Work item: Please print exactly the line containing "Can you find the wooden" and every line after it to the end of the records below, and nothing more.
++++ Exercise data
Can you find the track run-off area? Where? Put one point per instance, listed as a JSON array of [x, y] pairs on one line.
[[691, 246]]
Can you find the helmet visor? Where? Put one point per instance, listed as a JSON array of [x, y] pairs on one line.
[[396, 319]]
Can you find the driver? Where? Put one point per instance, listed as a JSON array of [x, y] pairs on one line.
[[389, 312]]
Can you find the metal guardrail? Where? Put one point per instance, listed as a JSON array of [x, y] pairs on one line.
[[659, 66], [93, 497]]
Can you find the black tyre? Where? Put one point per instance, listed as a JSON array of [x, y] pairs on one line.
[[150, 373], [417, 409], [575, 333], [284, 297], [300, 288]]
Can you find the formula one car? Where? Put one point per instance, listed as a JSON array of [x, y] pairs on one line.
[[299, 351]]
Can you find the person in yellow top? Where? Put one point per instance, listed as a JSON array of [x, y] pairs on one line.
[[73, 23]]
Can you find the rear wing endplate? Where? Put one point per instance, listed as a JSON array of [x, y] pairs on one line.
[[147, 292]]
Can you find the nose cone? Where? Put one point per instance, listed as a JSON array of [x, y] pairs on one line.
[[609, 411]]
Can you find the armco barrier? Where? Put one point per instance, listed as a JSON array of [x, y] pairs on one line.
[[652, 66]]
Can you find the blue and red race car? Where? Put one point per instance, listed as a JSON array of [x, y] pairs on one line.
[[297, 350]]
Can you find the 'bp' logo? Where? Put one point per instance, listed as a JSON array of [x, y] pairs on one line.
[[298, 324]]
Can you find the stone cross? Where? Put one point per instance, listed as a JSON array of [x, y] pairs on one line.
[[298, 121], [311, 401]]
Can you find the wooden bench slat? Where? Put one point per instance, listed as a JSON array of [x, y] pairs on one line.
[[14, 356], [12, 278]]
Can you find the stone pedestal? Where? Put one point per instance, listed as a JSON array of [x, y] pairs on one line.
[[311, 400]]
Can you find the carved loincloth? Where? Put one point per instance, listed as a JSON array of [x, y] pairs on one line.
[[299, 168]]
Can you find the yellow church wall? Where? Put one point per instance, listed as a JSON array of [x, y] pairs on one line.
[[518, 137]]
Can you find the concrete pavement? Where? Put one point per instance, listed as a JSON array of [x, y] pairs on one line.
++++++++
Result for this exercise:
Can you find the wooden bench slat? Where? Put one point per instance, listed as a JSON array of [x, y] pairs on one line.
[[14, 356], [12, 278]]
Can you find the stone pedestal? Where? Put one point per instance, listed as a JSON array of [x, y] pairs on one line.
[[311, 400]]
Can you find the carved loincloth? Where? Put one point per instance, listed as a JSON array of [x, y] pairs on one line.
[[299, 168]]
Can you find the yellow church wall? Where? Put one point per instance, listed as a JSON array of [x, y] pairs on one line.
[[518, 137]]
Can you find the concrete pavement? Where? Put one point per instance, listed as a JSON array of [x, y] pairs on one line.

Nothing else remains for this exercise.